Instructions to follow: Reproduce the records from the line containing "Request = tag one keypoint per instance of the sandy" through the end of the records, replacing every occurrence of "car taillight" with "car headlight" and leaving everything else unchanged.

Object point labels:

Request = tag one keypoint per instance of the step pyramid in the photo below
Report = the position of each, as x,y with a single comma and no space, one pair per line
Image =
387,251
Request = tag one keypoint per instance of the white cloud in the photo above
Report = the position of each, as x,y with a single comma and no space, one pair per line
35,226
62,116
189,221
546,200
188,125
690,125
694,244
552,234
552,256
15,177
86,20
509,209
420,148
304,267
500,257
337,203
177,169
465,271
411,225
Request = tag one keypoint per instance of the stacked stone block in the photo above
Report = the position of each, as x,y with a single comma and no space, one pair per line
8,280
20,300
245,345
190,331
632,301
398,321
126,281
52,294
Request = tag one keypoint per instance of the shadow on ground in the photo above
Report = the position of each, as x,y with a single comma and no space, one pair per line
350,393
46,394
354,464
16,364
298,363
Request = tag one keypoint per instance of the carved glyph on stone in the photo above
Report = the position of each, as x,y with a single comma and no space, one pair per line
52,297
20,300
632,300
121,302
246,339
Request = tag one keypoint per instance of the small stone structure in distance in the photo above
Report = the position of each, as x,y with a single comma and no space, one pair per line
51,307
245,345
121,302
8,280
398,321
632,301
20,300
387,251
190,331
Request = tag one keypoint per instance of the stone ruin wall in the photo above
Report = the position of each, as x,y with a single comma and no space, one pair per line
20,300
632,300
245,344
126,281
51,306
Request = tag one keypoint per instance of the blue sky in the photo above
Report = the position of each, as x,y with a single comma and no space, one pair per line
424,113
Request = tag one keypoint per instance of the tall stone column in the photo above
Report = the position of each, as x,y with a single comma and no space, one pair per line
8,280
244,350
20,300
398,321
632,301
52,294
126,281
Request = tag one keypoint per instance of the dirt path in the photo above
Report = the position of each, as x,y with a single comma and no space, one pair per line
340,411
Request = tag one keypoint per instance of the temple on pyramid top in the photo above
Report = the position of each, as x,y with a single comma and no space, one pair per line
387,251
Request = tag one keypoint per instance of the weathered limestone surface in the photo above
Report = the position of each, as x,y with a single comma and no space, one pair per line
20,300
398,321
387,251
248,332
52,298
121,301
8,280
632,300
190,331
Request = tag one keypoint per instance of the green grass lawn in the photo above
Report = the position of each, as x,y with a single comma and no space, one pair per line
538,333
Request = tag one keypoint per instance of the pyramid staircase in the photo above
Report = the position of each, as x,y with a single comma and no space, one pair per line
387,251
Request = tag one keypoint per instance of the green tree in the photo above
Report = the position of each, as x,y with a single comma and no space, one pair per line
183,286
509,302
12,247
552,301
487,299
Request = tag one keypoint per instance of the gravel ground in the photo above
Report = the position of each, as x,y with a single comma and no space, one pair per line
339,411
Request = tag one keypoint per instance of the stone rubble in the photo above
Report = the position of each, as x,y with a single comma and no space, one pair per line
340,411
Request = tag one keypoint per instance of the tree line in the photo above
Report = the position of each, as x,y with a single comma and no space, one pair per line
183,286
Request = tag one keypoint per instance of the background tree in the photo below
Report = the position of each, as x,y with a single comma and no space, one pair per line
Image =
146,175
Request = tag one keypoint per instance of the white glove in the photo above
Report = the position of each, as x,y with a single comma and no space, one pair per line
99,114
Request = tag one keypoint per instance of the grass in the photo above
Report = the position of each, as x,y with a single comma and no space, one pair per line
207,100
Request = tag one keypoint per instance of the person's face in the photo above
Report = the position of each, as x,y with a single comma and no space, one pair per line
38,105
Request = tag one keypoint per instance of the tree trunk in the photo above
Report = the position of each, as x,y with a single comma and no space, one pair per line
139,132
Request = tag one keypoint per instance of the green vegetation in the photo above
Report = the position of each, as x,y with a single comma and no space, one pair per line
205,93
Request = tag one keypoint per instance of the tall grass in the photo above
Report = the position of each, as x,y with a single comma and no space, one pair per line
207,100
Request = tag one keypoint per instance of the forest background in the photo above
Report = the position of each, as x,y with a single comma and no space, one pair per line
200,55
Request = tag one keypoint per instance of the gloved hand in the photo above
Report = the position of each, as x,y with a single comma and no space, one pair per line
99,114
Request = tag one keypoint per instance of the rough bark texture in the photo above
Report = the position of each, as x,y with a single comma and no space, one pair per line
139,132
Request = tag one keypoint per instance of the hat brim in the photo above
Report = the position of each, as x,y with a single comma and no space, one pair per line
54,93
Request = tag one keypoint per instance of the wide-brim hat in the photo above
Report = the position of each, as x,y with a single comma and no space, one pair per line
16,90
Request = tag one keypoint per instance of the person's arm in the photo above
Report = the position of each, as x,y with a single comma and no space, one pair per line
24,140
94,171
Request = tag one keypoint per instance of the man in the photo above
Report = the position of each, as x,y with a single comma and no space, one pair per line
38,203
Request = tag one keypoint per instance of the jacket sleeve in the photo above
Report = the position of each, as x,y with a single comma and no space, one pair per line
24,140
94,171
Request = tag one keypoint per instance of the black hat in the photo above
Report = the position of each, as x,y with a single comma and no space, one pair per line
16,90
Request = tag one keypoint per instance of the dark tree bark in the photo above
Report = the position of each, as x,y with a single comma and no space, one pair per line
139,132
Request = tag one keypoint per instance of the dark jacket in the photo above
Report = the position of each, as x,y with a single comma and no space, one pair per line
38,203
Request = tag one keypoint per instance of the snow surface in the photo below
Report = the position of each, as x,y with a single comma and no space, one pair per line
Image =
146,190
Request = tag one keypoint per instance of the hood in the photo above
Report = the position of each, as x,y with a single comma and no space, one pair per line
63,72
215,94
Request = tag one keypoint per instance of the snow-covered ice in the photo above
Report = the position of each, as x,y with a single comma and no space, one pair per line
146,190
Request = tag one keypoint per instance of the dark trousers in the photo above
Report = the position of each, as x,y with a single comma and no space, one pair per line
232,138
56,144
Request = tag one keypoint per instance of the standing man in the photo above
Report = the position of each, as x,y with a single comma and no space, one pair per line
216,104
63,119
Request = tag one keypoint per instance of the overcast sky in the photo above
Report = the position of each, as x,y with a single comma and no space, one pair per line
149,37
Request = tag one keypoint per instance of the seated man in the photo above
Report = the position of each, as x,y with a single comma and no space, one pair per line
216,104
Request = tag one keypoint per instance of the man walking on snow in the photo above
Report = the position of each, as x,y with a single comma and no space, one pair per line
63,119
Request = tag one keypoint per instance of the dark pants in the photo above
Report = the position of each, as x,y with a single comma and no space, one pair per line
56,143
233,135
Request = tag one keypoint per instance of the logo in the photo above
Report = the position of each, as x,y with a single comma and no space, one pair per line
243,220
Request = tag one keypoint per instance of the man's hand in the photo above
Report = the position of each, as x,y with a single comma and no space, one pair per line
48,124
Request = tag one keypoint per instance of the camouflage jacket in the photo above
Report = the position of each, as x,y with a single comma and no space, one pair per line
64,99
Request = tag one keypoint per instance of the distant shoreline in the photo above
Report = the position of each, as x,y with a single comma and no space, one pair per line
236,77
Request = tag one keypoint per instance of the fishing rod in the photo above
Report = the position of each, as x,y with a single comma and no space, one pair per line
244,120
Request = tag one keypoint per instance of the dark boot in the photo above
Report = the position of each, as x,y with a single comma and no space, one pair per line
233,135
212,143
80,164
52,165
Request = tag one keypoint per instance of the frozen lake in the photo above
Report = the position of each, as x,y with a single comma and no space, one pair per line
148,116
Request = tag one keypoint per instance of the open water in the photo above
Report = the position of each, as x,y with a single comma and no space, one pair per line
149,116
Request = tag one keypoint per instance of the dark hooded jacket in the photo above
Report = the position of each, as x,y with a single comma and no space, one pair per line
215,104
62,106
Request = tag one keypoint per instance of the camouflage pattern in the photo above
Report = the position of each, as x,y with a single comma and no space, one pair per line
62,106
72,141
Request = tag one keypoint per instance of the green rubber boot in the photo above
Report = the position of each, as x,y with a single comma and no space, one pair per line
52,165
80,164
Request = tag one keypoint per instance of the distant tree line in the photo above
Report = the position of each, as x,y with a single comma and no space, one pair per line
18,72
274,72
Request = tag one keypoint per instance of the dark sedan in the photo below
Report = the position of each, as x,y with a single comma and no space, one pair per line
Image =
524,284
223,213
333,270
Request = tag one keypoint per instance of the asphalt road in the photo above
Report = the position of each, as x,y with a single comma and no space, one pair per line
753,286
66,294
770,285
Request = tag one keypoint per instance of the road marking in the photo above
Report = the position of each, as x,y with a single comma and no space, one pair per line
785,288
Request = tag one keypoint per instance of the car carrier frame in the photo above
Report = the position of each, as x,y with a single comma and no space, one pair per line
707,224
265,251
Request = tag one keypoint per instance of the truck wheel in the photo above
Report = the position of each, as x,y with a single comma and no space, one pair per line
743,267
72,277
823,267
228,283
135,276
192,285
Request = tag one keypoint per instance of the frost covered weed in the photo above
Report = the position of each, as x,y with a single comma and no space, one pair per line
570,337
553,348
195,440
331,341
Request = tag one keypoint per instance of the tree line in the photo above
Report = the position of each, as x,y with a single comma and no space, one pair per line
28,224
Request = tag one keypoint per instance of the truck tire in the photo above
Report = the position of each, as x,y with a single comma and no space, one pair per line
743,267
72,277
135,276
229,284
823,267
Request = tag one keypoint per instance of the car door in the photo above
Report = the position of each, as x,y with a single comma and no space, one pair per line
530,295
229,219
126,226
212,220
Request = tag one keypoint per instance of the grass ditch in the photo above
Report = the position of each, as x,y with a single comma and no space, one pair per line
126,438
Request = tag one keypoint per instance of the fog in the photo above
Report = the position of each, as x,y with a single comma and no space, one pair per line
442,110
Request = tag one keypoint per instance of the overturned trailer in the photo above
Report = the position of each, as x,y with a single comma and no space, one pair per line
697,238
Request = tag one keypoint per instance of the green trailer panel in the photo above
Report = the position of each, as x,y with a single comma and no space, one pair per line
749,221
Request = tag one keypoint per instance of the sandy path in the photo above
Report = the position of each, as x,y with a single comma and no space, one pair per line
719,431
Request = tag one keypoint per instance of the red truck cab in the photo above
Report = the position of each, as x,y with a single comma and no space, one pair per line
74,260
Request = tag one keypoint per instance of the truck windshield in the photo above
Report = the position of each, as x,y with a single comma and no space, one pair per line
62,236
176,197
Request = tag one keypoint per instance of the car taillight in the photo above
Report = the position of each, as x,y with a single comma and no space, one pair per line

Correct answer:
Request = tag one keypoint per instance of the sandy path in the photo above
Report = the position of each, as x,y with a single comma and no space, one pair per line
719,431
Request = tag one keypoint per instance of the red truck cab in the photo above
Report = the position of each, as x,y with a single comma and no space, one pair per line
74,260
Request = tag one keypoint per instance of the truck windshield in the photo above
Report = the position of each, as x,y with a single comma and no space, one pair per line
62,236
176,197
Request = tag one keypoint per instance of the car headlight in the photo above
Report = the position of each, as x,y with a single comma and no space, one pair per line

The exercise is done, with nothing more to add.